───── Extrait choisi
Un des leaders des séparatistes de la minorité anglophone du Cameroun, Julius Ayuk Tabe, a été condamné mardi 20 août à la prison à vie pour « terrorisme » et « sécession », un verdict qui risque d’envenimer un conflit déjà meurtrier dans l’ouest du pays. Julius Ayuk Tabe, 54 ans, qui s’était autoproclamé en 2017 « président » de l’« Ambazonie », l’État que les séparatistes de la minorité anglophone veulent fonder, a été condamné à la perpétuité avec 9 de ses partisans par un tribunal militaire de Yaoundé.
Favorable à la négociation plutôt qu’à l’affrontement
Une partie des anglophones, qui représentent environ 20 % des 23 millions de Camerounais, s’estiment « marginalisés » par l’État. En 2016, une partie des habitants des provinces anglophones du Nord-Ouest et du Sud-Ouest avaient commencé à manifester pour demander davantage de reconnaissance de l’État central. Face au refus des autorités et à la répression, une partie des séparatistes avait pris les armes en 2017 et les affrontements avec les forces de sécurité ont fait, depuis, plus de 2 000 morts selon l’organisation internationale de défense des droits humains Human Rights Watch (HRW)
Julius Ayuk Tabe, est une figure de la contestation séparatiste et milite depuis plusieurs années pour que les deux provinces anglophones se séparent de la partie francophone du pays. Il s’est récemment dit ouvert au dialogue avec le gouvernement, sous conditions, plutôt que partisan d’une sécession par les armes, ce qui lui vaut d’être contesté par la branche radicale armée du mouvement.
──────────
───── Données fournies
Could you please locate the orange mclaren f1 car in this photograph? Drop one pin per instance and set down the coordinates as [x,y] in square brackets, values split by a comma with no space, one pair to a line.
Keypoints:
──────────
### Tâches à réaliser
a – Relevez tous les noms propres de pays, de villes ou de provinces réellement existants cités dans l'article sur la condamnation de Julius Ayuk Tabe.
b – D'après l'article, quel tribunal a condamné Julius Ayuk Tabe ?
La liste n'a aucun rapport avec l'article.

### Réponses par tâche
a – Cameroun, Yaoundé, Nord-Ouest, Sud-Ouest

b – Un tribunal militaire de Yaoundé.